(Excerpted text)
Use of resistant mutants to characterize the target of mycobacillin in Aspergillus niger membranes.

The mycobacillin-sensitive Aspergillus niger strain G3Br and resistant mutants of it did not show any differences in their total lipid content, although the amounts of phospholipids and sterols, particularly phosphatidylcholine and cholesterol, were lower in resistant cells. Mycobacillin resistance was accompanied by an increase in the phase-transition temperature of plasma membrane preparations. When exposed to mycobacillin, resistant and sensitive cells did not differ qualitatively with respect to most released materials (lysine, proline, Pi, Na+, K+, Ca2+); however, the release of ATP was completely inhibited in resistant cells unless they were exposed to concentrations of mycobacillin exceeding their respective MIC value. Resistant cells, under steady-state conditions, displayed greater uptake and release of the same specific materials--except ATP--as sensitive cells did under similar conditions. Thus release and uptake of those materials except ATP are not implicated in the mode of action of mycobacillin. The inhibiting action of mycobacillin (at concentrations higher than the MIC) on sensitive or resistant cells was completely antagonized by ATP (which did not form any complex with mycobacillin) but not by any of the releasable components, either alone or in combination. This observation, coupled with the authors' recent findings on ATP release, indicates that the fungistatic action of mycobacillin is due to excessive ATP release, leading to energy starvation. Interestingly, ATP release during the first 2 h of incubation with mycobacillin was minimal, but increased to over 96% during the next 48 h. Release and uptake of ATP via liposomes, prepared with lipid and protein isolated from membranes of the mycobacillin-sensitive parent and resistant mutants, showed that mycobacillin action could be inhibited either by resistant protein or by resistant lipid. The mycobacillin target appears to be a lipid-protein site on the membrane of sensitive A. niger G3Br.

(Information)
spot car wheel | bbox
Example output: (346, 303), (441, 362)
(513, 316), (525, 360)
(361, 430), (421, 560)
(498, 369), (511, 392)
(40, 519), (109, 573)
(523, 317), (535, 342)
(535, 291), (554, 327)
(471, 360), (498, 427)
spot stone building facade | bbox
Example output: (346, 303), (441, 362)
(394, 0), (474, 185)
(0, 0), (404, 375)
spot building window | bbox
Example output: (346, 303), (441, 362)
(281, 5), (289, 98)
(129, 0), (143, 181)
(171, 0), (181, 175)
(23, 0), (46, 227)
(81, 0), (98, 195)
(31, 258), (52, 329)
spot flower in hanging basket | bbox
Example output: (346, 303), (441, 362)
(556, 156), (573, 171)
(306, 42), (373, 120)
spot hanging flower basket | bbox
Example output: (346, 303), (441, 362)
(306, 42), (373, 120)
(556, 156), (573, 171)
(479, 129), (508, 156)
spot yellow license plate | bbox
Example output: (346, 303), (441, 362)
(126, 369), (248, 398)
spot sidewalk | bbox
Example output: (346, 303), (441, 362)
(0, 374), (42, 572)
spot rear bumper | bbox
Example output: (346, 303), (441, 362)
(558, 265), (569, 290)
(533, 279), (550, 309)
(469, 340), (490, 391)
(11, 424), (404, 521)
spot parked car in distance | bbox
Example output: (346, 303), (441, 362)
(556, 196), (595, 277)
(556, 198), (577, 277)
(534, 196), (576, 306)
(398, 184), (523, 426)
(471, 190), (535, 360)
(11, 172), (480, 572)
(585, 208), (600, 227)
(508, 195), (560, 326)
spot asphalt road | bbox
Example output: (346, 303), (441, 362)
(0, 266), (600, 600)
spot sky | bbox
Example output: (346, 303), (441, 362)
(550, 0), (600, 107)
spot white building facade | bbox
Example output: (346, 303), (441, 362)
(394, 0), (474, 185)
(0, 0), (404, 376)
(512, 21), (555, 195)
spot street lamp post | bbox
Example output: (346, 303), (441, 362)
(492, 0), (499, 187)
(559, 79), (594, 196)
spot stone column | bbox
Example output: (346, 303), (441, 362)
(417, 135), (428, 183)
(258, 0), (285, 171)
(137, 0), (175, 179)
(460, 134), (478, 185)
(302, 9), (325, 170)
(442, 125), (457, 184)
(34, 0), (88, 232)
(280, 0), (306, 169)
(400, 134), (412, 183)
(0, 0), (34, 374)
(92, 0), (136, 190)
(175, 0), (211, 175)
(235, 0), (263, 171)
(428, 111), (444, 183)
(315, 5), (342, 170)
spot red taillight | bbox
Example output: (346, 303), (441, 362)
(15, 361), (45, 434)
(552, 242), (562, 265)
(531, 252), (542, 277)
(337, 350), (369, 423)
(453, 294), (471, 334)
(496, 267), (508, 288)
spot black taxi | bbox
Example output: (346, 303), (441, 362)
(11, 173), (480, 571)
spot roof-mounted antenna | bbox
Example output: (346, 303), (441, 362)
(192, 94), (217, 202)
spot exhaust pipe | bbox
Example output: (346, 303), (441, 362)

(Required tasks)
(a) Summarize the mycobacillin abstract in two sentences.
(b) According to the mycobacillin abstract, which phospholipid and which sterol were found in particularly lower amounts in resistant cells?
Nothing in the items is needed for this work.

(Responses to the exercise)
(a) Mycobacillin-resistant mutants of Aspergillus niger G3Br had lower phospholipid and sterol levels and a higher plasma membrane phase-transition temperature, and they released no ATP unless exposed to mycobacillin above their MIC. ATP, but none of the other releasable components, fully antagonized the antibiotic, so its fungistatic action is attributed to excessive ATP release that leads to energy starvation, and liposome experiments point to a lipid-protein site on the sensitive strain's membrane as the target.

(b) Phosphatidylcholine and cholesterol.